■ Task requirements: In the passage about Zarrin Muqimi, which prison did she visit before her own imprisonment?

■ Document:
So far we’ve met five of the ten women who opted for execution over denial of their beliefs. They each pondered, reflected, and made the choice to allow their life-blood to be spilled on the dust of ignorant prejudice and unfounded fear. Today, we meet one more.
Prior to her imprisonment, Zarrin Muqimi, age 28, made regular visits to the Baha’is who had been jailed in Adelabad prison. On returning home, she would write of the spiritual strength and courage of the prisoners in terms that proved prophetic of her own experience, which would happen just one year later:
I have come tonight from Adelabad. What can I write and how can I pen a description of that place? In what tongue can I portray the sort of world it is? Which words and what story can contain what I beheld with my humble, earthly eyes? I blink … to see whether I have experienced a vision or been fully awake. Is it a sweet dream or bitter reality? – Zarrin Muqimi, quoted in Ann Boyles’ When the Moment Comes, p. 15.
I have come tonight from Adelabad. There is the abode of detached lovers and moths burnt in the flame of the love of God. There, amidst high and heavy walls, souls mightier than these walls are chained up. There each and every stone cries out in wonder and amazement. In amazement at the heroic braves of the kingdom. In amazement at the self-sacrifice of the lovers of the Adored One, the heroes who will create confusion in the ranks of the ungodly and awaken the world. – Ibid., p. 17.
I have returned tonight from Adelabad. From the … site which, while the most detested and remotest of places, is the holiest spot in this region. I would have liked to ask the walls, “What have you beheld? Recount it to me. Tell me about the whisperings of love, about the melodies of generosity, about a lover’s heartbeat as he walks towards the square! Tell me what they uttered when hurrying to the place of sacrifice! Tell me about the melodious murmurs or prayers that can be heard from between the iron bars at the hour of dawn, and the teardrops that slowly fall upon the cheeks! – Ibid., p. 20.

■ Data provided:

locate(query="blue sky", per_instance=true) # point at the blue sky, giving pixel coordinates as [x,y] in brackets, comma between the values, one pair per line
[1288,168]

■ Output: Adelabad prison